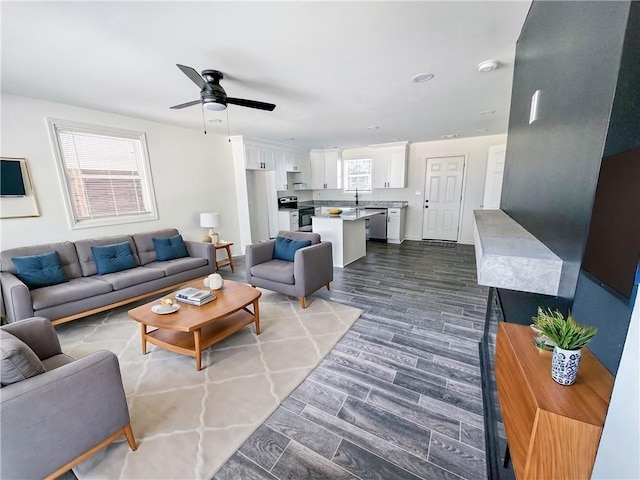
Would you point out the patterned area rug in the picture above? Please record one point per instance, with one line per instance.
(188, 423)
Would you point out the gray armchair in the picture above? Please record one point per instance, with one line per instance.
(311, 269)
(55, 411)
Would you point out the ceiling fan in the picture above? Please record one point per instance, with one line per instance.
(212, 95)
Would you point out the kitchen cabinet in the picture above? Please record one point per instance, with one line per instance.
(396, 218)
(288, 220)
(301, 178)
(326, 169)
(389, 165)
(284, 162)
(258, 158)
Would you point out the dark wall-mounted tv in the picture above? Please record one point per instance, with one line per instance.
(11, 180)
(612, 251)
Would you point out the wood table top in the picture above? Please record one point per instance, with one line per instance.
(233, 296)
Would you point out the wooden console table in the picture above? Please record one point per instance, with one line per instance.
(553, 431)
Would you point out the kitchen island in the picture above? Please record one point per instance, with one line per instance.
(346, 232)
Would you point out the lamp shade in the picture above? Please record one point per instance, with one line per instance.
(210, 220)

○ ○ ○ ○ ○

▶ _Exercise prompt_
Change every "point out" in the records above to "locate" and leave everything else unchanged. Reproduce the revised records without the pictures.

▶ _Written solution_
Would you locate the patterned area rug in the picture above? Please record one point per instance, with one line per instance.
(188, 423)
Would you locate the gray armchair in the picture above? Please record one point per instance, with one line per instance.
(311, 269)
(55, 411)
Would you locate the ceiling fan in the picture above? Please record one point per instance, with one line per instance.
(212, 95)
Would you locate the kitchen cabinet in the picture above? Please record one point per instance, with one line per instance.
(396, 218)
(288, 220)
(301, 178)
(326, 169)
(389, 165)
(284, 162)
(258, 158)
Would you locate the dark wall-mounted tv in the picture above? Please record one point per instance, with one line per instance.
(11, 180)
(612, 251)
Would you locate the wood table top in the picture above? Please record one point per instance, with one line per instance.
(233, 296)
Would you locate the wooden console table in the picture above? Please record one point per instance, with one line per instance.
(553, 431)
Would you locate the kitchen island in the picture above? Please record one point per instance, with one line per instance.
(346, 232)
Would you locate the lamp shade in the picture above? Please record one point per instance, with one line per instance.
(210, 220)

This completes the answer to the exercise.